*** Opening DATA LISTING ***

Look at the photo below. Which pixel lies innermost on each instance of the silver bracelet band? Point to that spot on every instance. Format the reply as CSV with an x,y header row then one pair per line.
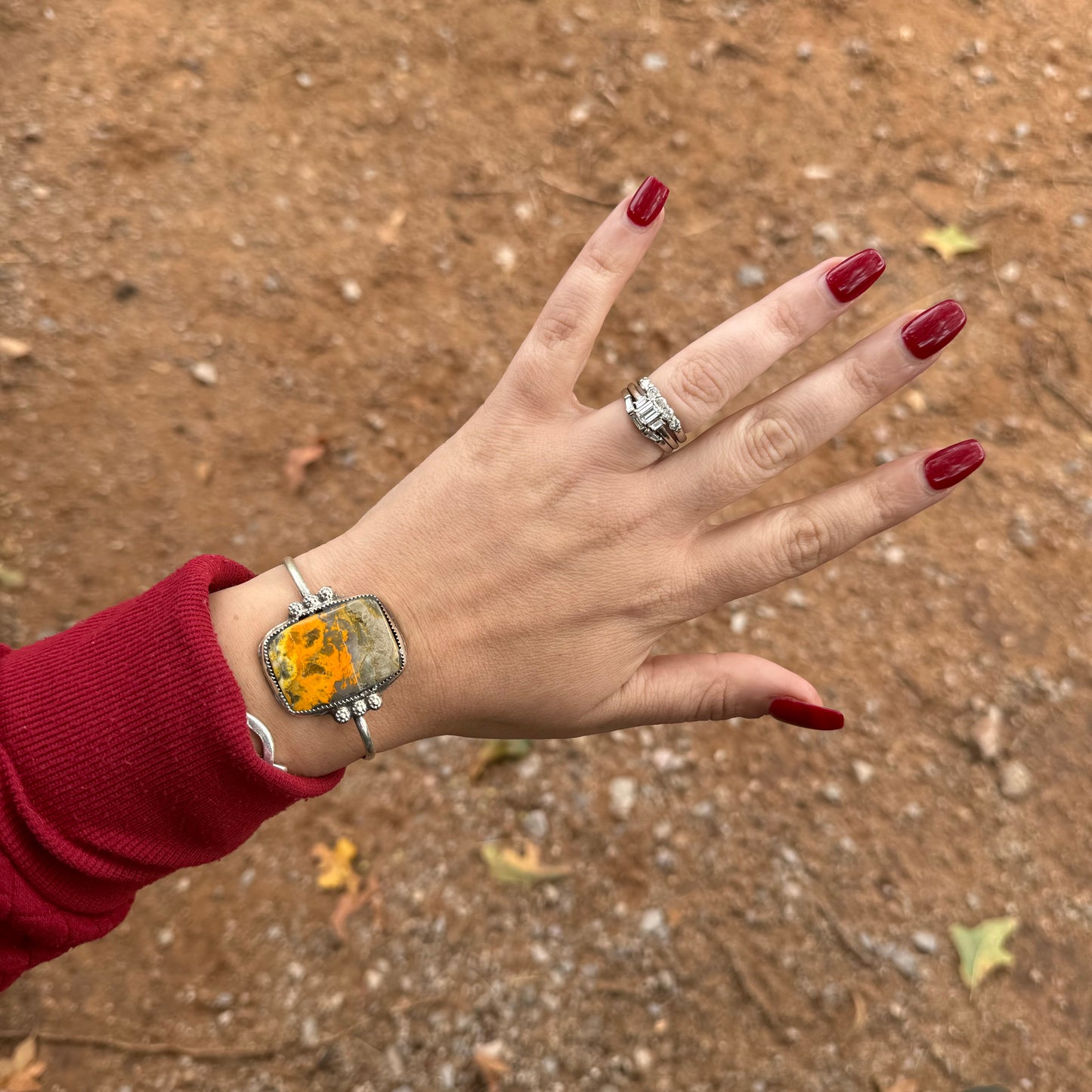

*** Closing DATA LISTING ***
*** Opening DATA LISTING ***

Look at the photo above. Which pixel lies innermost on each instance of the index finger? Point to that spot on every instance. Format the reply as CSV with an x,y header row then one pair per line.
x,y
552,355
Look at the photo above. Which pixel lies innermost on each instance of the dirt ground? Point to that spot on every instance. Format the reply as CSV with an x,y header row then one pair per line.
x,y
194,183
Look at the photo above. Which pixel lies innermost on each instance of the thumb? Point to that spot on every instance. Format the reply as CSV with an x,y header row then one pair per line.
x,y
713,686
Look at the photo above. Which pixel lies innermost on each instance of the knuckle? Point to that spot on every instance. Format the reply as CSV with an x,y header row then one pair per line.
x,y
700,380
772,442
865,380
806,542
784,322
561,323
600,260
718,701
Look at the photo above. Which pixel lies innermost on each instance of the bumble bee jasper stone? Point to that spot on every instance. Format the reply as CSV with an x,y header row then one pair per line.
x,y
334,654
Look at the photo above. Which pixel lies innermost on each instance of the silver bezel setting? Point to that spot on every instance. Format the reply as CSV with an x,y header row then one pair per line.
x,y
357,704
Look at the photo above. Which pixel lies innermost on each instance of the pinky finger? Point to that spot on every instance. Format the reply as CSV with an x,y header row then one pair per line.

*** Closing DATA LISTING ***

Copy range, inclusive: the line holding "the silver bezel" to the line holding "of the pinky". Reproduce exactly those lines of the records above and no others.

Look at the photo above. Which pixel lies innermost on each instance of the silver bezel setting? Point to that spot on every instance. Format the reply as CSV with an x,y header row then one pair per line.
x,y
357,704
Look at the photo above. Which pixel lies innermost on each instance of the pinky finger? Point to that spot on every instance. Format the reply as CSV with an x,y header row then one pair per line.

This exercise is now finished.